------ Task data ------

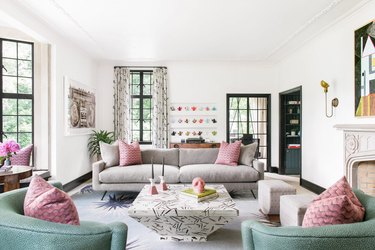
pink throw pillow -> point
(229, 153)
(23, 156)
(130, 154)
(337, 205)
(332, 211)
(341, 187)
(46, 202)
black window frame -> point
(17, 95)
(268, 134)
(141, 98)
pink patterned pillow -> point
(44, 201)
(332, 211)
(229, 153)
(337, 205)
(341, 187)
(23, 156)
(130, 154)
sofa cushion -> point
(130, 154)
(138, 174)
(229, 153)
(110, 153)
(170, 156)
(247, 154)
(45, 202)
(198, 156)
(215, 173)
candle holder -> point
(163, 184)
(152, 189)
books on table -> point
(207, 194)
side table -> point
(11, 178)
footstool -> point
(293, 209)
(269, 192)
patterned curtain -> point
(160, 108)
(121, 89)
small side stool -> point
(269, 195)
(293, 209)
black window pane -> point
(9, 84)
(10, 67)
(9, 106)
(9, 124)
(9, 49)
(24, 51)
(25, 139)
(25, 85)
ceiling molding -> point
(304, 27)
(74, 21)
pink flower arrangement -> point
(9, 148)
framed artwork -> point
(364, 58)
(80, 108)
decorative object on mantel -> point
(7, 150)
(163, 184)
(364, 39)
(334, 102)
(152, 189)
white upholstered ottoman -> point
(293, 209)
(269, 192)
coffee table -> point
(177, 218)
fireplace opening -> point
(366, 177)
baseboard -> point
(76, 182)
(274, 170)
(311, 186)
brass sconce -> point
(335, 101)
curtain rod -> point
(162, 67)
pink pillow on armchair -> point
(229, 153)
(130, 154)
(45, 202)
(337, 205)
(23, 156)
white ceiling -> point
(166, 30)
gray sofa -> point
(180, 166)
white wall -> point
(329, 57)
(200, 82)
(69, 157)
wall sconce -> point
(334, 102)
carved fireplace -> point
(359, 155)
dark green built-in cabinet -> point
(290, 131)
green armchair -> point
(22, 232)
(359, 235)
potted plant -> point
(95, 138)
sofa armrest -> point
(97, 167)
(259, 166)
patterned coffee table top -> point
(171, 203)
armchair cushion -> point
(45, 202)
(23, 232)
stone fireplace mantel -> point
(359, 146)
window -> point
(141, 106)
(250, 114)
(16, 95)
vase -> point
(7, 162)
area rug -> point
(114, 207)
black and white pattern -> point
(175, 217)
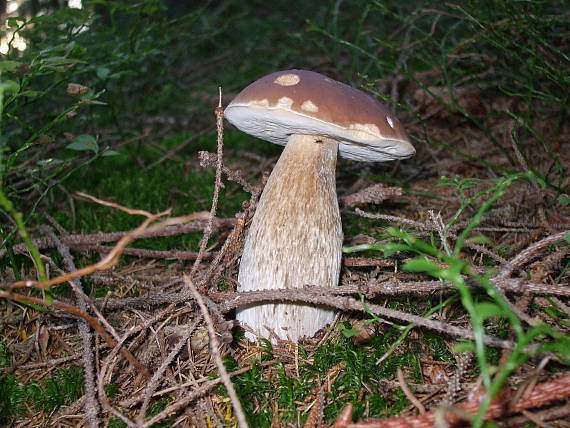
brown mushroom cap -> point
(304, 102)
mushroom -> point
(295, 236)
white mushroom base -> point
(295, 239)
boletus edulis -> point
(295, 236)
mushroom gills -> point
(295, 239)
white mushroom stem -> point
(295, 239)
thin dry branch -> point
(312, 295)
(544, 393)
(91, 406)
(215, 348)
(91, 241)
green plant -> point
(542, 337)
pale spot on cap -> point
(289, 79)
(309, 106)
(285, 102)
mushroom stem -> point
(295, 239)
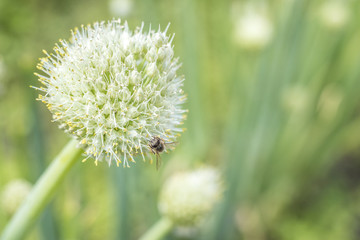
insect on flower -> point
(157, 145)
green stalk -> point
(41, 193)
(159, 230)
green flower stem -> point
(159, 230)
(41, 193)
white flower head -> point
(187, 197)
(13, 194)
(121, 8)
(113, 89)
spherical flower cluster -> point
(187, 197)
(114, 89)
(121, 8)
(14, 194)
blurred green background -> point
(273, 99)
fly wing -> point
(158, 161)
(171, 145)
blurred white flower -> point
(121, 8)
(334, 14)
(187, 197)
(13, 194)
(252, 28)
(113, 89)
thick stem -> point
(41, 193)
(159, 230)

------

Exclude the images, then output the data above word for word.

▶ _Expected output_
pink throw pillow -> point
(229, 153)
(23, 156)
(130, 154)
(337, 205)
(332, 211)
(341, 187)
(46, 202)
black window frame -> point
(17, 95)
(268, 134)
(141, 98)
pink patterned pillow -> point
(44, 201)
(332, 211)
(229, 153)
(337, 205)
(341, 187)
(23, 156)
(130, 154)
sofa cushion -> point
(130, 154)
(138, 174)
(229, 153)
(110, 153)
(170, 156)
(247, 154)
(45, 202)
(198, 156)
(215, 173)
candle holder -> point
(163, 184)
(152, 189)
books on table -> point
(207, 194)
side table -> point
(11, 178)
footstool -> point
(293, 209)
(269, 192)
patterned curtain -> point
(160, 108)
(121, 89)
small side stool -> point
(269, 195)
(293, 209)
black window pane -> point
(9, 84)
(10, 67)
(9, 106)
(9, 124)
(9, 49)
(24, 51)
(25, 139)
(25, 85)
ceiling molding -> point
(304, 27)
(74, 21)
pink flower arrangement -> point
(9, 148)
framed artwork -> point
(364, 58)
(80, 108)
decorative object on mantel -> point
(7, 150)
(163, 184)
(364, 39)
(334, 102)
(152, 189)
white upholstered ottoman -> point
(293, 209)
(269, 192)
coffee table -> point
(177, 218)
fireplace opening -> point
(366, 177)
baseboard -> point
(76, 182)
(274, 170)
(311, 186)
brass sconce -> point
(335, 101)
curtain rod -> point
(162, 67)
pink pillow on armchair -> point
(229, 153)
(130, 154)
(45, 202)
(337, 205)
(23, 156)
white ceiling -> point
(166, 30)
gray sofa -> point
(180, 166)
white wall -> point
(329, 57)
(200, 82)
(69, 157)
wall sconce -> point
(334, 102)
carved fireplace -> point
(359, 155)
dark green built-in cabinet -> point
(290, 131)
green armchair -> point
(22, 232)
(359, 235)
potted plant -> point
(95, 138)
sofa armrest -> point
(97, 167)
(259, 166)
patterned coffee table top -> point
(171, 203)
armchair cushion -> point
(45, 202)
(23, 232)
stone fireplace mantel -> point
(359, 146)
window -> point
(141, 106)
(250, 114)
(16, 95)
vase -> point
(7, 162)
area rug -> point
(114, 207)
black and white pattern -> point
(175, 217)
brown mushroom cap -> point
(304, 102)
mushroom -> point
(295, 236)
white mushroom base -> point
(295, 239)
boletus edulis -> point
(295, 236)
mushroom gills -> point
(295, 239)
white mushroom stem -> point
(295, 239)
thin dry branch -> point
(312, 295)
(544, 393)
(91, 406)
(215, 348)
(91, 241)
green plant -> point
(542, 337)
pale spot on cap -> point
(289, 79)
(309, 106)
(285, 102)
mushroom stem -> point
(295, 239)
insect on flower -> point
(157, 145)
green stalk -> point
(41, 193)
(159, 230)
green flower stem -> point
(159, 230)
(41, 193)
white flower head -> point
(187, 197)
(13, 194)
(121, 8)
(113, 89)
spherical flower cluster -> point
(187, 197)
(114, 89)
(121, 8)
(14, 194)
blurred green background -> point
(273, 99)
fly wing -> point
(158, 161)
(171, 145)
blurred white flower -> point
(121, 8)
(334, 14)
(187, 197)
(13, 194)
(252, 28)
(113, 89)
thick stem -> point
(41, 193)
(159, 230)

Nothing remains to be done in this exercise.